Lines with "tree": pull these out of the listing below.

*** Stored data ***

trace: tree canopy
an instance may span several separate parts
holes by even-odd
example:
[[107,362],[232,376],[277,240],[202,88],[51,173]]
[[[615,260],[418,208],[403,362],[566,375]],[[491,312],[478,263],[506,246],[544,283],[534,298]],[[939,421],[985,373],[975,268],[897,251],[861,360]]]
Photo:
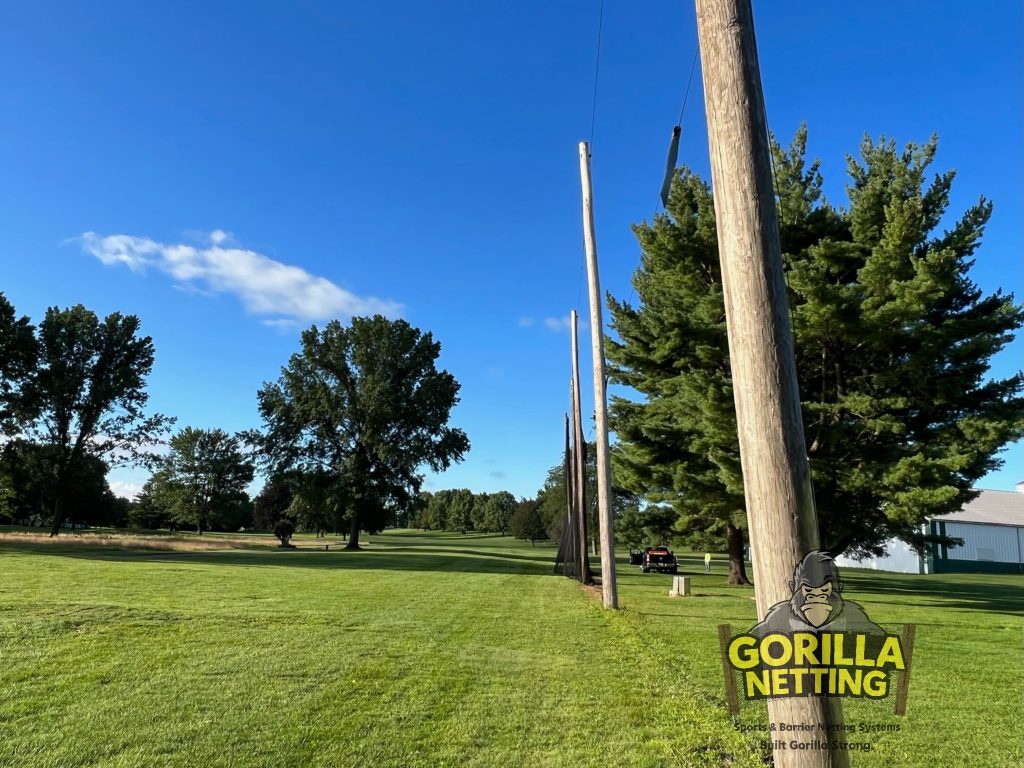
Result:
[[153,341],[138,331],[134,315],[114,312],[100,320],[80,304],[51,307],[39,324],[35,359],[19,397],[20,427],[28,441],[48,449],[51,535],[64,522],[74,478],[85,463],[96,459],[109,468],[151,462],[153,447],[174,421],[144,411]]
[[[587,443],[586,461],[584,463],[584,488],[586,497],[587,534],[591,542],[599,536],[598,498],[597,498],[597,446]],[[612,513],[618,517],[627,509],[637,504],[636,495],[628,490],[619,478],[613,475],[612,480]],[[548,538],[560,542],[562,528],[565,525],[566,488],[565,464],[556,464],[548,470],[544,485],[537,491],[537,505],[541,519],[544,520]]]
[[26,389],[37,355],[35,328],[0,293],[0,436],[17,433],[27,416]]
[[[1024,434],[1024,378],[988,376],[1024,322],[1011,295],[969,277],[992,205],[948,229],[952,171],[927,178],[936,140],[865,139],[848,158],[848,207],[822,195],[806,130],[774,141],[780,235],[821,540],[877,553],[921,545],[926,516],[958,509]],[[678,515],[684,538],[728,541],[742,571],[746,516],[714,205],[677,172],[667,212],[634,228],[637,305],[609,299],[618,482]],[[742,572],[737,578],[745,580]]]
[[469,450],[448,425],[459,384],[438,370],[441,345],[404,320],[337,320],[302,333],[277,382],[258,393],[258,441],[273,472],[327,473],[345,489],[348,546],[377,531],[419,493],[422,467],[446,469]]
[[240,438],[222,429],[195,427],[171,438],[163,468],[173,520],[195,526],[200,534],[248,501],[245,489],[255,474]]

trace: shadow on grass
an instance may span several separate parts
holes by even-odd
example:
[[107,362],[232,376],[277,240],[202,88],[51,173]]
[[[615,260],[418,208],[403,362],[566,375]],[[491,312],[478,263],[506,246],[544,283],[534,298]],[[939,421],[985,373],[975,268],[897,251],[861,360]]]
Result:
[[[390,541],[385,546],[387,547],[388,551],[393,551],[393,550],[396,550],[396,549],[399,549],[399,550],[405,550],[405,549],[422,550],[422,549],[424,549],[424,547],[418,546],[418,545],[415,545],[415,544],[393,544]],[[444,554],[469,555],[470,557],[498,557],[498,558],[502,558],[504,560],[530,560],[530,561],[533,561],[533,562],[540,562],[540,563],[549,563],[549,562],[550,563],[554,563],[554,560],[555,560],[555,551],[554,550],[551,550],[550,552],[545,552],[545,553],[538,553],[536,555],[534,555],[534,554],[514,555],[514,554],[511,554],[509,552],[494,552],[494,551],[481,550],[481,549],[452,549],[452,548],[449,548],[449,547],[430,547],[429,549],[430,549],[431,552],[442,552]]]
[[[622,571],[620,571],[622,572]],[[650,575],[632,578],[622,572],[620,584],[643,585]],[[686,574],[700,576],[706,574]],[[919,608],[951,608],[956,610],[984,611],[1009,616],[1024,616],[1024,578],[1002,574],[963,574],[945,575],[899,575],[878,572],[851,572],[841,574],[846,587],[851,591],[850,599],[855,602],[864,601],[876,605],[892,605],[896,607],[915,606]],[[667,587],[668,582],[664,585]],[[658,584],[657,586],[662,586]],[[696,585],[695,585],[696,586]],[[702,585],[707,589],[710,585]],[[749,597],[754,596],[750,587],[734,587],[721,585],[712,587],[722,589],[721,592],[707,594],[708,597]],[[730,592],[735,590],[735,592]],[[703,595],[694,594],[697,598]],[[887,600],[886,598],[893,598]],[[684,598],[668,598],[684,599]],[[692,598],[685,598],[692,599]],[[656,615],[656,614],[649,614]],[[662,614],[666,617],[676,614]],[[686,614],[678,614],[686,617]],[[921,623],[921,622],[915,622]]]
[[[397,550],[397,551],[396,551]],[[196,563],[242,568],[291,567],[374,571],[443,571],[449,573],[513,573],[530,576],[554,574],[554,552],[550,556],[526,556],[444,547],[371,546],[361,551],[337,549],[264,549],[215,551],[146,551],[130,549],[85,549],[55,545],[6,542],[0,552],[20,552],[47,557],[132,563]]]
[[[913,598],[928,598],[925,606],[960,608],[1024,615],[1024,578],[970,574],[962,577],[905,576],[882,574],[850,574],[843,578],[848,587],[871,600],[875,595],[903,598],[900,605],[913,603]],[[883,602],[883,601],[878,601]]]

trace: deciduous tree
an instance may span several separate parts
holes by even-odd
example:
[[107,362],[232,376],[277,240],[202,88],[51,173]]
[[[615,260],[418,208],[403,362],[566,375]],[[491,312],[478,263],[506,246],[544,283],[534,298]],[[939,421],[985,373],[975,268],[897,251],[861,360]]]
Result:
[[0,293],[0,435],[17,433],[31,413],[25,395],[38,360],[34,331]]
[[134,315],[100,320],[80,304],[50,308],[39,325],[26,434],[52,449],[52,536],[64,523],[75,473],[90,456],[108,466],[152,461],[152,447],[174,421],[144,412],[153,341],[138,331]]
[[529,539],[533,546],[548,537],[536,499],[523,499],[516,505],[511,522],[512,535],[517,539]]
[[349,548],[409,505],[421,468],[442,471],[469,449],[448,425],[459,384],[436,368],[440,351],[404,320],[335,320],[304,331],[281,378],[259,391],[265,431],[252,437],[267,464],[325,472],[347,489]]
[[165,482],[174,489],[173,517],[200,534],[215,522],[237,516],[248,501],[254,468],[242,441],[222,429],[185,427],[171,438],[164,460]]

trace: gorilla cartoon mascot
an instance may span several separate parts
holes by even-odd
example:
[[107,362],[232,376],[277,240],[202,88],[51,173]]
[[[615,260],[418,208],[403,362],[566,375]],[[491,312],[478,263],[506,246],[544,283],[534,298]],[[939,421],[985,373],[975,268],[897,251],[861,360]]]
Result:
[[808,552],[789,583],[793,597],[776,603],[751,630],[764,637],[774,632],[866,632],[884,635],[857,603],[843,599],[843,582],[832,555],[820,549]]

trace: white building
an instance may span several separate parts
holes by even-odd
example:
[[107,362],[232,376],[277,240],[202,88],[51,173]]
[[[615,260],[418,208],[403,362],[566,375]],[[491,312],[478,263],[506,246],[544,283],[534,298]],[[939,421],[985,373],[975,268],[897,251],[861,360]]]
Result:
[[959,512],[930,518],[925,529],[963,539],[963,546],[932,544],[919,555],[892,539],[885,557],[854,560],[844,555],[836,564],[897,573],[1024,573],[1024,482],[1017,483],[1016,491],[982,490]]

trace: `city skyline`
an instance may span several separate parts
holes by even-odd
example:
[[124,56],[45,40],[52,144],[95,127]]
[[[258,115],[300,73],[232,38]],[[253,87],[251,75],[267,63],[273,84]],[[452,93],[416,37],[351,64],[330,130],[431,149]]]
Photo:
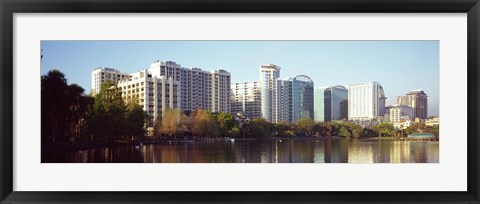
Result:
[[41,74],[61,70],[86,93],[96,67],[131,73],[171,60],[182,67],[225,69],[236,83],[259,81],[259,67],[271,63],[282,68],[280,79],[307,75],[315,88],[380,82],[387,105],[423,89],[429,116],[438,115],[438,41],[42,41],[41,48]]

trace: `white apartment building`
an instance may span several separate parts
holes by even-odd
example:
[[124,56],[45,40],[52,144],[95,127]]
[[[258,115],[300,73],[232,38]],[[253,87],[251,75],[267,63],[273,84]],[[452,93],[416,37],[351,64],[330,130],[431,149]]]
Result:
[[390,122],[400,123],[413,120],[413,108],[405,105],[392,105],[389,107]]
[[208,72],[157,60],[149,68],[131,74],[113,68],[97,68],[91,76],[94,94],[107,80],[117,83],[124,99],[137,98],[150,119],[161,116],[165,108],[230,112],[231,77],[225,70]]
[[97,94],[105,81],[117,83],[120,80],[128,78],[130,75],[122,73],[114,68],[98,67],[92,71],[92,93]]
[[230,112],[230,72],[213,70],[210,72],[212,81],[212,112]]
[[184,68],[172,61],[154,61],[148,69],[153,76],[166,76],[181,83],[182,110],[197,109],[230,112],[230,73]]
[[350,84],[348,87],[348,119],[374,120],[385,114],[385,94],[378,82]]
[[275,122],[292,122],[293,120],[293,79],[278,79],[279,98],[278,98],[278,120]]
[[262,117],[268,122],[279,122],[280,67],[274,64],[260,66]]
[[230,88],[233,115],[242,115],[247,119],[262,116],[260,82],[233,83]]
[[180,108],[180,82],[153,76],[147,69],[117,82],[125,101],[134,101],[148,114],[150,122],[163,116],[167,108]]

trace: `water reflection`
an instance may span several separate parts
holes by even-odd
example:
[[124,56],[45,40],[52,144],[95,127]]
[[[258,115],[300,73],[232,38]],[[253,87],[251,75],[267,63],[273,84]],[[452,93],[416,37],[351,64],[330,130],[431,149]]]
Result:
[[251,140],[42,152],[44,163],[438,163],[438,142]]

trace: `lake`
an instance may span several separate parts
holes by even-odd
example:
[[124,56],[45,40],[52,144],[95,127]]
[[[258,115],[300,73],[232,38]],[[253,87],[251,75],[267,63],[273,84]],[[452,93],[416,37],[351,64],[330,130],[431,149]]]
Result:
[[42,152],[42,163],[438,163],[438,141],[373,139],[156,143]]

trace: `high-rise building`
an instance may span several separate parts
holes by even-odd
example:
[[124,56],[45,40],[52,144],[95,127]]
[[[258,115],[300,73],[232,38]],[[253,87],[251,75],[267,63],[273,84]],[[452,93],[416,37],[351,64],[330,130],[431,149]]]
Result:
[[348,90],[344,86],[315,89],[315,120],[348,119]]
[[385,114],[385,94],[378,82],[350,84],[348,88],[348,119],[373,120]]
[[212,81],[212,112],[230,112],[230,72],[214,70],[210,72]]
[[268,122],[278,122],[280,105],[280,67],[274,64],[260,66],[262,117]]
[[413,108],[413,117],[426,119],[428,117],[428,99],[423,90],[409,91],[405,96],[397,96],[397,103]]
[[181,108],[230,112],[230,73],[183,68],[172,61],[155,61],[149,69],[155,76],[172,77],[181,83]]
[[172,61],[155,61],[150,70],[172,77],[182,85],[183,110],[206,109],[213,112],[230,111],[230,73],[225,70],[203,71],[183,68]]
[[293,79],[278,79],[279,84],[279,105],[278,120],[275,122],[292,122],[293,121]]
[[167,108],[180,108],[180,81],[171,77],[153,76],[147,69],[130,74],[117,82],[125,101],[133,101],[143,107],[150,122],[163,116]]
[[233,115],[241,115],[247,119],[262,116],[259,82],[233,83],[231,93],[230,106]]
[[208,72],[158,60],[132,74],[97,68],[92,71],[92,92],[98,93],[107,80],[121,87],[124,99],[138,98],[150,118],[161,116],[165,108],[230,112],[230,73],[225,70]]
[[117,83],[122,79],[128,78],[130,75],[122,73],[114,68],[98,67],[92,71],[92,93],[97,94],[100,91],[100,87],[105,81],[111,81]]
[[292,118],[296,122],[302,118],[313,119],[313,81],[305,75],[298,75],[292,80]]
[[413,120],[413,108],[405,105],[392,105],[389,108],[389,120],[392,123],[400,123]]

*** End of Stored data ***

▸ **The completed task**
trace: tree canopy
trace: deciduous tree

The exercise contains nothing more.